:: GIVEN ENTRIES
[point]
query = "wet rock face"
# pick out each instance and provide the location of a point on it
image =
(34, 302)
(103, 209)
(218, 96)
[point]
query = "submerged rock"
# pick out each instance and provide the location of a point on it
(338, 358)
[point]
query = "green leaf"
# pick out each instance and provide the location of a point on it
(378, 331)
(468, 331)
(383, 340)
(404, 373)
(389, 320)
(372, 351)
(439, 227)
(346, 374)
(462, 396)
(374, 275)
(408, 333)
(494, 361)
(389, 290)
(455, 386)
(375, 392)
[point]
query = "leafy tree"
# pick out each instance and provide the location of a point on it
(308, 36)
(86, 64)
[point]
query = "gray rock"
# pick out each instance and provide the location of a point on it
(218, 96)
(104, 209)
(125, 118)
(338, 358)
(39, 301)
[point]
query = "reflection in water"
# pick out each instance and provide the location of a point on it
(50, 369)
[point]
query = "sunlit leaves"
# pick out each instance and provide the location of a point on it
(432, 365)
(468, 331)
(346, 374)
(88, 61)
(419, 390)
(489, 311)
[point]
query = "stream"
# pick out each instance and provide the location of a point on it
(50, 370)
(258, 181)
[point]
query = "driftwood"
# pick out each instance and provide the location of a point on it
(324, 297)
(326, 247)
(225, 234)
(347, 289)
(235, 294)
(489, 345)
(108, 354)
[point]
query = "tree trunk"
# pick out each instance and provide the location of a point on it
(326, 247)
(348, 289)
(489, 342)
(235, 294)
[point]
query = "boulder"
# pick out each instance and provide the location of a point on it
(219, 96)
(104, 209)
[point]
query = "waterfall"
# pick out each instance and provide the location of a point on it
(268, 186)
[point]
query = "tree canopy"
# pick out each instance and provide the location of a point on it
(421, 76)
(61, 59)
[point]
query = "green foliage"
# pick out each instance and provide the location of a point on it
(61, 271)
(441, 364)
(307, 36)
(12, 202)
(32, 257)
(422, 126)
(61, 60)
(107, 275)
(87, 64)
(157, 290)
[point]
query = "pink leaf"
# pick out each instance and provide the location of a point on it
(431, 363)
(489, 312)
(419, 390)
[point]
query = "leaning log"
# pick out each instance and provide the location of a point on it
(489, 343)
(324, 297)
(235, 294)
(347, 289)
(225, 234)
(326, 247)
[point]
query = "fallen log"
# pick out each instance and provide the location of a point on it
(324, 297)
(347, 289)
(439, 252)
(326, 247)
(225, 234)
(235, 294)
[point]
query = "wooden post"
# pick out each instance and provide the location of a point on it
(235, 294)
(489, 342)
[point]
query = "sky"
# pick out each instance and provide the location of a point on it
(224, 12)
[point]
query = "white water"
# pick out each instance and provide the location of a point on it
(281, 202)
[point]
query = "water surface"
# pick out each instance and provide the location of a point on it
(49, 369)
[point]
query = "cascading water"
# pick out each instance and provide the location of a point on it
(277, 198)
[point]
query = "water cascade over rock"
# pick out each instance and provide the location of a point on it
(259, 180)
::::
WHAT YOU ARE ASKED TO DO
For the records above, count the lines holding the word "rock" and give only that number.

SOLVED EXERCISE
4